> **Stated problem 1**:
According to the blog post on urban poverty and climate change, which city was the only metropolis with more than 10 million people in 1950?
> **Stated problem 2**:
Copy out, word for word, the rows starting at the line that contains "of the tree" and ending with the final line of the rows.

> **Extract to read**:

**********

Urban Crisis: Poverty and Climate Change
Posted on | April 22, 2009 | Comments Off
by The World Bank
We read Nicholas Stern’s blog post, “Low-Carbon Growth: The Only Sustainable Way to Overcome World Poverty,” with appreciation and enthusiasm. It is an insightful and important essay, illuminating the bedrock recognition on which effective 21st century development efforts must build: global climate change and poverty are inextricably interconnected. The best way to break one is to bend the other.
Yet there is another dimension to this challenge: the dangers of global poverty and climate crises will be especially acute in cities because accelerating, unplanned urbanization around the world tends to concentrate low-income people in high risk areas, on ecologically fragile land, desperately vulnerable to the consequences of imminent and worsening climate disruption.
The reason is clear: more people live in cities than ever before. In 1950, the earth’s total population was 2.2 billion and New York was the only metropolis with a population greater than 10 million. In the years since, the planet’s population tripled, concentrating in cities, most of which are located in developing countries. Within a decade, more than 500 cities will have populations exceeding one million. By 2020, seven cities in developing countries will have more than 20 million inhabitants.
These are not cities with picture-postcard skylines. UN-HABITAT projects that within three decades, one of every three human beings will live in near total squalor – packed tightly on low-lying land, lacking sanitation and clean water, increasingly susceptible to the wrath of a warming world. Cities historically have been engines of vitality – crossroads of commerce and culture. Now, they are at the epicenter of climate change’s impact.
According to the Nobel Prize-winning Intergovernmental Panel on Climate Change, the earth is likely to experience at least another century of warming. The only realistic solution for cities is stronger resilience: integrated urban planning, land use regulation, water management, infrastructure investment, and emergency preparedness. The private sector and national governments alike must support these adaptation efforts with wider access to insurance, healthcare, and the financial resources to encourage and expand effective programs.
Greater resilience is possible – and without bank-breaking expense. There’s often resistance to adaptive solutions for fear of huge costs. The best ideas, however, are not necessarily the priciest, and many are already deployed in developing cities that have little flexibility in their budgets. Durban, South Africa, for example, incorporates ongoing climate risk assessment, adaptation, and mitigation into long-term city planning.
To pilot innovative services and solutions, the Rockefeller Foundation recently launched the Asian Cities Climate Change Resilience Network. This work emerged as one response to a consensus that communities in Southeast Asia’s urban areas find themselves in great peril. During the next three decades, 60 percent of the world’s population increase will occur in Asia’s cities and eight in 10 of the countries most vulnerable to climate change’s reach will be located on the continent. By mid-century, climate change could subject 132 million people in Asia to resurgent hunger and poverty – and a full billion could struggle to find fresh water.
The Rockefeller Foundation’s intervention is also designed to test strategies that can be adopted in other urban regions. The Asian Cities Network – an alliance of governments and donors, scientists, academics, and planners, health care and emergency service providers – will chart new approaches for cities everywhere to prepare for and recover from the global climate crisis’ very local impacts. It will link circuitry to help diverse partners and policymakers learn from best-practices. And it will aggressively court governments and donors who can bring successful approaches to scale.

**********

> **Data supplied**:
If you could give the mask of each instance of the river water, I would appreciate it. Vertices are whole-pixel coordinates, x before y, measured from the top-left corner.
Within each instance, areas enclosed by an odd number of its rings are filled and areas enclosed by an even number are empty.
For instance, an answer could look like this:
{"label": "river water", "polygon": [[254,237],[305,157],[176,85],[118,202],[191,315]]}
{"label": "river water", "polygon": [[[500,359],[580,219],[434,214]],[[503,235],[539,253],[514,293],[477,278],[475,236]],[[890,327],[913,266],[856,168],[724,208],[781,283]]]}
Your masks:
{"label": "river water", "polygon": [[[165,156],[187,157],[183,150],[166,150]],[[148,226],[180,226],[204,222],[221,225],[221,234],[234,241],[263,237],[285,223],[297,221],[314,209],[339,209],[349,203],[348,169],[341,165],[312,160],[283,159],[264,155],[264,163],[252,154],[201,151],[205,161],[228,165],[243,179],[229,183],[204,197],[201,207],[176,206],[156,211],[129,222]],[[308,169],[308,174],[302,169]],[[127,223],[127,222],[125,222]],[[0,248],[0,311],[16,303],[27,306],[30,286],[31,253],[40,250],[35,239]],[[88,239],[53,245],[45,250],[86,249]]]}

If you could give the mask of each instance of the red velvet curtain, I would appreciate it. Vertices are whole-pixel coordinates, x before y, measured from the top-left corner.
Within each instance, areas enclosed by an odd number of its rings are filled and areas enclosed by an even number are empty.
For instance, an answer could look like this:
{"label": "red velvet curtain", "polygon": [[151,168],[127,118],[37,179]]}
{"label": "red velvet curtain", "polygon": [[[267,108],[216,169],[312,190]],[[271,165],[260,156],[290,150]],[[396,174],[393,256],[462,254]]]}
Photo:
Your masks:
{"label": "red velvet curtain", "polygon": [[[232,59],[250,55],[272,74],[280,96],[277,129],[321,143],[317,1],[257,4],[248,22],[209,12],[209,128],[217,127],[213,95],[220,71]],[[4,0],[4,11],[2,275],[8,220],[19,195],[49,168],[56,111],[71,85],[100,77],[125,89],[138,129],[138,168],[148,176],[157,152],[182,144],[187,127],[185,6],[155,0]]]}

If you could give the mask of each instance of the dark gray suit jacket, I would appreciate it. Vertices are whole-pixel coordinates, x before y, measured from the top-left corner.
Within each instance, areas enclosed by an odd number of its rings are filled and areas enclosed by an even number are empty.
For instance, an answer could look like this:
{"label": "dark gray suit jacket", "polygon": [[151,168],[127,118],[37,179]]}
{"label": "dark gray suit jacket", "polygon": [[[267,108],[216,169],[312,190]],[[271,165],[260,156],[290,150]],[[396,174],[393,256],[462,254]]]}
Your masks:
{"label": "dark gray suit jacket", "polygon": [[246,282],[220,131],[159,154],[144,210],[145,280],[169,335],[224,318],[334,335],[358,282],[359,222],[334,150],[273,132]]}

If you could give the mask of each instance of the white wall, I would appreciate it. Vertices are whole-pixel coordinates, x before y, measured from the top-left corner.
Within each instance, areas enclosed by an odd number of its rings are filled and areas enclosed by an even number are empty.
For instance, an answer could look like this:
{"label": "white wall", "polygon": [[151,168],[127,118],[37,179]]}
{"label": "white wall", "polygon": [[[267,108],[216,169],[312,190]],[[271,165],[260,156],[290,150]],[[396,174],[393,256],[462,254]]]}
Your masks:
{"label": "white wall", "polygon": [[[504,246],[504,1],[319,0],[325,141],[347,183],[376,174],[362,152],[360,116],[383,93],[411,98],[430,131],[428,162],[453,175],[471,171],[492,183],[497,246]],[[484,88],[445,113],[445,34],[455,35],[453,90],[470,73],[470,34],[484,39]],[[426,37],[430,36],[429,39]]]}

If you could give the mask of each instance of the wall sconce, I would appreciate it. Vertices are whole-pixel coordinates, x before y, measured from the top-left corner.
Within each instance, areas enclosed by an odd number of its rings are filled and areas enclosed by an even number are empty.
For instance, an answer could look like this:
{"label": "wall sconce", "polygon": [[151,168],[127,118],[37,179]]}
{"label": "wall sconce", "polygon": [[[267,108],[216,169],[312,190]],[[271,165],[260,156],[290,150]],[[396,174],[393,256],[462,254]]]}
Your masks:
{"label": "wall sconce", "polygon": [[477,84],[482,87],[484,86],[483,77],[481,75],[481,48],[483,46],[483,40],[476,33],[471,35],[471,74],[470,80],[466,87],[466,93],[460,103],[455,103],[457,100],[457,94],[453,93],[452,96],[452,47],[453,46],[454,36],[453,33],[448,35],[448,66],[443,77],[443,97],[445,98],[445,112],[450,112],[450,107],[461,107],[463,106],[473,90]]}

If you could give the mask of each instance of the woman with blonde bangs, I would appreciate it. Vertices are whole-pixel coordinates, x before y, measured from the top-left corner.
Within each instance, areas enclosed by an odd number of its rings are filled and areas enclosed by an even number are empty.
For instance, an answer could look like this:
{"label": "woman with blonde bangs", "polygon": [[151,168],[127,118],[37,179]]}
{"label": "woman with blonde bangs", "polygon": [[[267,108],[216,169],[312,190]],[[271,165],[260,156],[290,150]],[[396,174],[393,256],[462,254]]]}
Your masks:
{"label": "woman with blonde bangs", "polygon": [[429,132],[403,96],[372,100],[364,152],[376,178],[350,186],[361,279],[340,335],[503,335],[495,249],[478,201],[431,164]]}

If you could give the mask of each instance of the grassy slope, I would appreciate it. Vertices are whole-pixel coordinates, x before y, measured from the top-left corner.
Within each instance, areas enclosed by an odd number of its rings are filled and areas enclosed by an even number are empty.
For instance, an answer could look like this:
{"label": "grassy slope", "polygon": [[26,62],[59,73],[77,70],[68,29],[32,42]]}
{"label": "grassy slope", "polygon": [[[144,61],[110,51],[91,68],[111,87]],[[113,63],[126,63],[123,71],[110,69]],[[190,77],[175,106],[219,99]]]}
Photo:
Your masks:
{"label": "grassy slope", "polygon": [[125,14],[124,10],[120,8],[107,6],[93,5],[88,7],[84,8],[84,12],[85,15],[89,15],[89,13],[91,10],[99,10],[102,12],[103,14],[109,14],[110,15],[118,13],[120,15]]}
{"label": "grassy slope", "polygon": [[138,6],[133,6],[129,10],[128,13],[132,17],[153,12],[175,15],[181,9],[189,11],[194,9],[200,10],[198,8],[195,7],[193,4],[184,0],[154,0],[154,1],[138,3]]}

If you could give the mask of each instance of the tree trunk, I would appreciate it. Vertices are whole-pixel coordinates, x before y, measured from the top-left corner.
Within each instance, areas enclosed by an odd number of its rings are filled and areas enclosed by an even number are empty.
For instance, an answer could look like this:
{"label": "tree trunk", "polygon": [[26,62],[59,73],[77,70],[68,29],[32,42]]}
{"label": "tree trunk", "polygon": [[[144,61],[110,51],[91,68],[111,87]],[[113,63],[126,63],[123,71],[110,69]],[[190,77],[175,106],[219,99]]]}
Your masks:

**********

> **Worked answer 1**:
New York

> **Worked answer 2**:
If you could give the mask of each instance of the tree trunk, I would appreciate it. Vertices are whole-pixel coordinates, x before y, measured from the top-left corner.
Within each instance, areas enclosed by an odd number of its rings are filled and areas enclosed by an even number are empty.
For instance, an answer could look like this:
{"label": "tree trunk", "polygon": [[26,62],[59,73],[77,70],[68,29],[32,42]]}
{"label": "tree trunk", "polygon": [[[144,61],[110,51],[91,68],[111,87]],[[113,63],[126,63],[123,71],[110,69]],[[190,77],[175,106],[219,99]]]}
Your masks:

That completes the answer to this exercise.